* **AIM OF THE TASK**
Rewrite everything from the line containing "Where can you see the pointed" down to the line containing "<point>541,362</point>", requests included. Adjust every answer coordinate by -110, and leave the sample point in the request unchanged.

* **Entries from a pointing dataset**

———

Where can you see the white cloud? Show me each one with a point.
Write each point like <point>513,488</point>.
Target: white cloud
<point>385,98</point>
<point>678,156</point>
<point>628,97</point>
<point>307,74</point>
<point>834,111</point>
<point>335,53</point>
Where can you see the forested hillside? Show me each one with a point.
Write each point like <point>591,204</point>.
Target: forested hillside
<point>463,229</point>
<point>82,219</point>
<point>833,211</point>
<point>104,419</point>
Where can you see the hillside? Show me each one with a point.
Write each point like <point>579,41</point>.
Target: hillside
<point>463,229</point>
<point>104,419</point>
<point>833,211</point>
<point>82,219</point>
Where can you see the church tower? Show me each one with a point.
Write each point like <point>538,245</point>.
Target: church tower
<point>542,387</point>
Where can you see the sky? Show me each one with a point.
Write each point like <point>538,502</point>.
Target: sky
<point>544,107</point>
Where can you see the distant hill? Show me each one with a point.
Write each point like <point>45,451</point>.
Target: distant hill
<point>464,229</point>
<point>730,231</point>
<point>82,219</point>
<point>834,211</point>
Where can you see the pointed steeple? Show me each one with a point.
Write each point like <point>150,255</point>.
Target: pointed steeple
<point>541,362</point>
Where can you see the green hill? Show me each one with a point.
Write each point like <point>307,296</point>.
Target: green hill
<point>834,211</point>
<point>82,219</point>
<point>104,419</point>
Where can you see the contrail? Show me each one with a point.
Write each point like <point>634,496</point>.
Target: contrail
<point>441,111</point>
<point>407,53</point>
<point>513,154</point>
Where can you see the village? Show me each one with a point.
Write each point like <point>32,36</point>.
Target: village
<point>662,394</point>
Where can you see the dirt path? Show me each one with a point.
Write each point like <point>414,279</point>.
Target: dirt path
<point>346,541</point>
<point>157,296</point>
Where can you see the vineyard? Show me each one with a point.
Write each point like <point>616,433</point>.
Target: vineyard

———

* **CORRECT RESULT**
Where can you see the pointed steeple? Show me each one with a point.
Write each point like <point>150,255</point>.
Target: pointed steeple
<point>431,252</point>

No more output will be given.